_Required work:_
Write out the entries again. Match each one exactly.

_Recorded information:_
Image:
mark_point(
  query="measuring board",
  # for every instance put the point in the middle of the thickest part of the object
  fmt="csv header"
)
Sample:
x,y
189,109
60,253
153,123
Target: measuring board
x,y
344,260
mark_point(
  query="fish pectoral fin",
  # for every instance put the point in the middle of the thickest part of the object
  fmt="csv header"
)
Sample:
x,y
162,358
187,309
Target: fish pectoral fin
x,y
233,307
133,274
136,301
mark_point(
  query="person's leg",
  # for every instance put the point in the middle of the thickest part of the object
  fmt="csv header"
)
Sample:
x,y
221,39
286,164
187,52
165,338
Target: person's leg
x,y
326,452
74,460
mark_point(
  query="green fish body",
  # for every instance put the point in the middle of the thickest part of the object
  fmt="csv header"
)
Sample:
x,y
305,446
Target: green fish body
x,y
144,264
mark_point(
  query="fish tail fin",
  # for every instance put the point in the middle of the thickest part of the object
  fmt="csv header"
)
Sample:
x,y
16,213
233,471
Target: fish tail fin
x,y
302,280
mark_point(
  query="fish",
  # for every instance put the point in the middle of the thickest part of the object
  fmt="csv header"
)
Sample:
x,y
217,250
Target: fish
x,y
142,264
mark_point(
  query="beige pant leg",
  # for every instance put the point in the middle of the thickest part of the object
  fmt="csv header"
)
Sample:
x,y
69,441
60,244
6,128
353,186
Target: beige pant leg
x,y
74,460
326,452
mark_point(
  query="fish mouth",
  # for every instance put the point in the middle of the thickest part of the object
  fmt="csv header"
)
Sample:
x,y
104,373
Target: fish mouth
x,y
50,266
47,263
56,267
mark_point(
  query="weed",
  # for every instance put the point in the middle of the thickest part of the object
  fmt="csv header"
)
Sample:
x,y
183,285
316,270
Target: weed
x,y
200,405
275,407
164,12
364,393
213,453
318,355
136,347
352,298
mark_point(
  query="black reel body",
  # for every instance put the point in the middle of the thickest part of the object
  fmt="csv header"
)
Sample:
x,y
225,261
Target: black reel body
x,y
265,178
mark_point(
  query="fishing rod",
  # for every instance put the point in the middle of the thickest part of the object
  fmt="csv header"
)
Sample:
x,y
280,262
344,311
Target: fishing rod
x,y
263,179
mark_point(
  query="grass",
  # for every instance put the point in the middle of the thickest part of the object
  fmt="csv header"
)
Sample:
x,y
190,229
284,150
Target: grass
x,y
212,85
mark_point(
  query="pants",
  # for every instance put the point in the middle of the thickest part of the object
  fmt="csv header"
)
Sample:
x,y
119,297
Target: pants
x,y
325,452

_Answer for the task:_
Image:
mark_point(
  query="measuring board",
  # for every instance put the point in the middle of the thickest part of the object
  fmt="csv header"
)
Sample:
x,y
189,109
60,253
153,123
Target: measuring board
x,y
344,260
mark_point(
  query="fish pectoral fin",
  # for every instance put the point in the middle of the thickest part of the object
  fmt="csv header"
)
Sample:
x,y
162,358
187,309
Target: fish pectoral fin
x,y
233,307
133,274
136,301
mark_point(
  query="person's leg",
  # for every instance put the point in the middle of the thickest part of the object
  fmt="csv header"
)
Sample:
x,y
221,39
286,164
187,52
165,338
Target: person's leg
x,y
326,452
74,460
mark_point(
  query="green fish body",
  # for every instance put the point in the middle of the thickest part of the object
  fmt="csv header"
)
Sample:
x,y
305,446
Target: green fish body
x,y
144,264
mark_point(
  query="fish tail fin",
  # for every instance put the point in the middle of the thickest part of the object
  fmt="csv header"
)
Sample:
x,y
16,213
233,471
Target: fish tail fin
x,y
302,280
mark_point(
  query="fish",
  # for every instance put the point in the middle of the thickest part of the object
  fmt="csv header"
)
Sample:
x,y
217,250
Target: fish
x,y
142,264
mark_point(
  query="beige pant leg",
  # for every instance put the point in the middle of the thickest part of the object
  fmt="csv header"
)
Sample:
x,y
69,441
60,244
6,128
353,186
Target: beige pant leg
x,y
74,460
326,452
mark_point(
  query="fish mouth",
  # for every instance put the point in the middle of the thickest part of the object
  fmt="csv header"
)
Sample:
x,y
104,373
Target: fish mouth
x,y
50,266
47,263
56,267
mark_point(
  query="weed",
  # for every instance put the point in the middle of the thickest part of the object
  fmt="csv header"
)
Sample:
x,y
183,285
316,270
Target: weed
x,y
200,405
275,407
164,12
364,393
213,453
318,355
136,347
352,298
mark_point(
  query="black reel body",
  # for every instance put the point in the middle of the thickest part of the object
  fmt="csv header"
)
Sample:
x,y
225,261
Target: black reel body
x,y
265,178
mark_point(
  query="fishing rod",
  # for every instance put the point in the middle of the thickest part of the object
  fmt="csv header"
)
Sample:
x,y
280,262
344,311
Target: fishing rod
x,y
263,179
mark_point(
  query="grass",
  # for every instance put the point in the middle of the thickest part of the object
  fmt="csv header"
)
Sample:
x,y
190,229
284,150
Target: grass
x,y
212,85
mark_point(
  query="pants",
  # for every instance put the point in the middle of the thickest part of the object
  fmt="csv header"
)
Sample:
x,y
119,297
Target: pants
x,y
325,452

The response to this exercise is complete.